TASK OBJECTIVE → Reproduce the material below word for word, keeping every line as it appears.

RECORD EXTRACTS →
━━━━━━━━━━━━━━━━━━━━

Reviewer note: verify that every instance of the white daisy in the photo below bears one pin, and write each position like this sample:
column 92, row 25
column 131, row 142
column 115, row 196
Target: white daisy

━━━━━━━━━━━━━━━━━━━━

RESULT FOR THIS TASK →
Reviewer note: verify that every instance of the white daisy in the photo below bears one pin, and write each position like this sample:
column 92, row 25
column 131, row 142
column 115, row 196
Target: white daisy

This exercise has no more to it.